Exercise brief:
Your task is to retype each line of the data below exactly.

[Rows of box annotation data]
• • • •

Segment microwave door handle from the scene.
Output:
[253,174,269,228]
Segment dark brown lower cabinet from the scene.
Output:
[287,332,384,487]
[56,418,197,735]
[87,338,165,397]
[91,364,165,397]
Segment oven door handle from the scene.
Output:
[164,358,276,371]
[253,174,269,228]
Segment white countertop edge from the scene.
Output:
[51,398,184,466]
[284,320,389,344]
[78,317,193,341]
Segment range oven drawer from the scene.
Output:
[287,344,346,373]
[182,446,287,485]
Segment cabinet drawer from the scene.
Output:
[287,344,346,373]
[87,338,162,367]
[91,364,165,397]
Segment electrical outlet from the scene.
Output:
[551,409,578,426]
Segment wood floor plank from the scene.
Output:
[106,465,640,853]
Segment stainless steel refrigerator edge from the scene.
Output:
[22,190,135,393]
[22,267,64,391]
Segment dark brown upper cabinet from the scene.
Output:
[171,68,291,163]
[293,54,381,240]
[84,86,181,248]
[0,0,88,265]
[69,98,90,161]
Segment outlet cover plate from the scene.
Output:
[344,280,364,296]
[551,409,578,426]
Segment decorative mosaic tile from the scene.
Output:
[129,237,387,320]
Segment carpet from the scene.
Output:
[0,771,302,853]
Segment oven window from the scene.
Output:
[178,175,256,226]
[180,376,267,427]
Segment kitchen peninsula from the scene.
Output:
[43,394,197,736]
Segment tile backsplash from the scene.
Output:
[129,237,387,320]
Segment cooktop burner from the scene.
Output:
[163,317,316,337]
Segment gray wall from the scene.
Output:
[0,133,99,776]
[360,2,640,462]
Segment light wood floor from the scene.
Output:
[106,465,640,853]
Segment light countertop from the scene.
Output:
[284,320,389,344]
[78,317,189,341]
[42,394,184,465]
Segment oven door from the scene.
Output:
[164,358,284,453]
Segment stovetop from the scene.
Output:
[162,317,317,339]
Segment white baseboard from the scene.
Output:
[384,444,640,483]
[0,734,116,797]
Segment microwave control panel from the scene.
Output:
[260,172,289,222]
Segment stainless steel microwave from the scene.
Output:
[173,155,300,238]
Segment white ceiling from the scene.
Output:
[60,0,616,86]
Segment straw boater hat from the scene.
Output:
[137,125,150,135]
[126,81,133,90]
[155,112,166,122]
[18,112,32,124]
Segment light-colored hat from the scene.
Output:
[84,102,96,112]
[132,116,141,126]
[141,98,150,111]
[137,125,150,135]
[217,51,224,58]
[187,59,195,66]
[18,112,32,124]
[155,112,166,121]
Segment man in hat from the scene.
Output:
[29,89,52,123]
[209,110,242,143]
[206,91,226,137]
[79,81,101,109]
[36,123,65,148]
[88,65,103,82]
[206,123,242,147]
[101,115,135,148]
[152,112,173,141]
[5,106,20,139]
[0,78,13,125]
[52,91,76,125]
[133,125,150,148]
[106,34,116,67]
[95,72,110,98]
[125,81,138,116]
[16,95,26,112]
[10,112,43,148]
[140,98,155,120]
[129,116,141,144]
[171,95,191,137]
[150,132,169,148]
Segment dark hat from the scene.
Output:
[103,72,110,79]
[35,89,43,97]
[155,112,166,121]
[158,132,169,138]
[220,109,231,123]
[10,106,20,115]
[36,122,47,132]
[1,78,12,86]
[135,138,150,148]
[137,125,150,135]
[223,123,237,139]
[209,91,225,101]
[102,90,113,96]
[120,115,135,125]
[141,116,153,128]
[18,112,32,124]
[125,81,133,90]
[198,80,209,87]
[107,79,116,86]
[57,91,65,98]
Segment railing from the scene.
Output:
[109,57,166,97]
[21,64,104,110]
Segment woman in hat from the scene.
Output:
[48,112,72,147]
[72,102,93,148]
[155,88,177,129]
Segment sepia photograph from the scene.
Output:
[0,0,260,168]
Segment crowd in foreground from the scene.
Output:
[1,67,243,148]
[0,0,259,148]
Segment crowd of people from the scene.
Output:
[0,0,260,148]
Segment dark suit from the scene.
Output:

• • • •

The completed task:
Segment microwave door handle from the scene.
Output:
[253,174,269,228]
Segment dark brown lower cabinet from the scene.
Output:
[287,332,384,487]
[56,418,197,735]
[87,338,165,397]
[91,364,165,397]
Segment oven door handle from the scene.
Output:
[164,358,276,371]
[253,174,269,228]
Segment white countertop edge from the scene.
Output:
[51,398,184,466]
[284,320,389,344]
[78,317,193,341]
Segment range oven drawer from the scene.
Output:
[287,344,346,373]
[182,446,287,485]
Segment cabinet drawer from the scene.
Output:
[287,344,346,373]
[87,338,162,367]
[91,364,165,397]
Segment electrical outlet from the scene.
Output:
[551,409,578,426]
Segment wood floor plank from the scene.
Output:
[106,465,640,853]
Segment stainless steel refrigerator edge from the scene.
Output:
[22,190,135,393]
[22,267,64,391]
Segment dark brown upper cabinet from the scene.
Output:
[171,68,291,163]
[293,54,381,240]
[84,86,181,248]
[0,0,88,265]
[69,98,90,161]
Segment outlet cover plate from the scene.
Output:
[344,280,364,296]
[551,409,578,426]
Segment decorative mosaic tile from the scene.
Output:
[129,237,387,320]
Segment carpet from the scene.
Output:
[0,771,302,853]
Segment oven window from the scene.
Output:
[178,175,256,226]
[180,376,267,427]
Segment kitchen peninsula from the scene.
Output:
[43,394,197,736]
Segment tile backsplash from the scene.
Output:
[129,237,387,320]
Segment cooktop burner from the scene.
Output:
[163,317,316,337]
Segment gray wall from the scene.
Output:
[0,133,99,776]
[360,2,640,462]
Segment light wood floor from the scene.
Output:
[106,465,640,853]
Segment light countertop from the scene.
Output:
[284,320,389,344]
[78,317,189,341]
[42,394,184,465]
Segment oven door from the scene.
Output:
[164,358,284,453]
Segment stovetop from the scene.
Output:
[162,317,317,339]
Segment white baseboard from the scene.
Output:
[384,444,640,483]
[0,734,116,797]
Segment microwave control panel from the scene.
Output:
[260,172,289,222]
Segment stainless steel microwave from the scene.
Output:
[173,155,300,238]
Segment white ceiling from the scene.
Output:
[60,0,616,86]
Segment straw boater hat from the scene.
Output:
[137,125,150,135]
[126,81,133,90]
[155,112,166,122]
[18,112,32,124]
Segment light-colored hat from the scene.
Output:
[84,102,96,112]
[132,116,141,126]
[141,98,150,111]
[137,125,150,135]
[217,51,224,58]
[187,59,195,66]
[18,112,32,124]
[155,112,166,121]
Segment man in hat from the scene.
Output:
[29,89,52,123]
[209,110,242,143]
[206,91,226,137]
[79,81,101,109]
[36,123,65,148]
[88,65,103,82]
[206,123,242,147]
[101,115,135,148]
[152,112,173,141]
[5,106,20,139]
[0,78,13,125]
[52,91,76,125]
[133,125,150,148]
[106,34,116,67]
[95,72,110,98]
[125,81,138,116]
[16,95,26,112]
[10,112,43,148]
[140,98,155,120]
[129,116,141,144]
[171,95,191,137]
[150,132,169,148]
Segment dark hat from the scene.
Output:
[103,72,110,79]
[35,89,43,97]
[155,112,166,121]
[158,132,169,138]
[220,109,231,123]
[10,106,20,115]
[36,122,47,132]
[1,78,12,86]
[135,138,150,148]
[137,125,150,135]
[223,123,237,139]
[209,91,225,101]
[102,90,113,96]
[120,115,135,125]
[141,116,153,128]
[18,112,32,124]
[125,81,133,90]
[198,80,209,87]
[107,79,116,86]
[57,91,65,98]
Segment railing from the scene.
Output:
[109,57,166,97]
[21,64,104,110]
Segment woman in hat from the scene.
Output:
[48,112,72,147]
[72,102,93,148]
[155,88,177,129]
Segment sepia photograph from the scene.
Output:
[0,0,260,168]
Segment crowd in foreground from the scene.
Output:
[1,67,243,148]
[0,0,259,148]
Segment crowd of people from the scene.
Output:
[0,0,260,148]
Segment dark suit from the scene.
Output:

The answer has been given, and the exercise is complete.